• [Brief]:
Render every line of the listing below as a row in a Markdown table with the columns "No." and "Line". Skip blank lines and leave the pictures out.

Pointing dataset records
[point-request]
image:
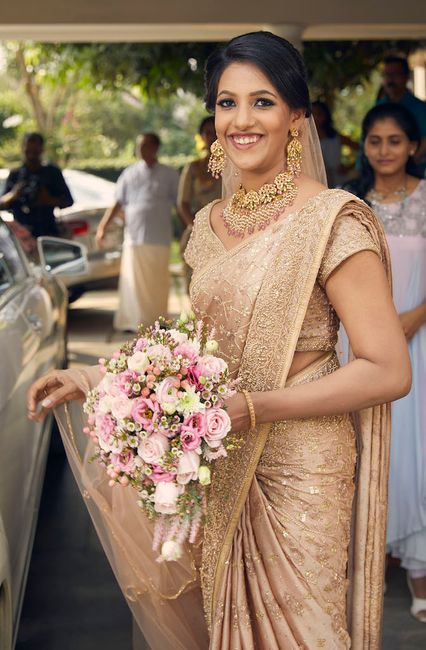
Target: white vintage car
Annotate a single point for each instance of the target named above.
(33, 311)
(92, 195)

• [Correct answer]:
| No. | Line |
|---|---|
| 1 | [point-request] |
| 2 | image: |
| 3 | Target: white vintage car |
| 4 | Annotate a single point for each instance of the target named above. |
| 5 | (33, 311) |
| 6 | (92, 195) |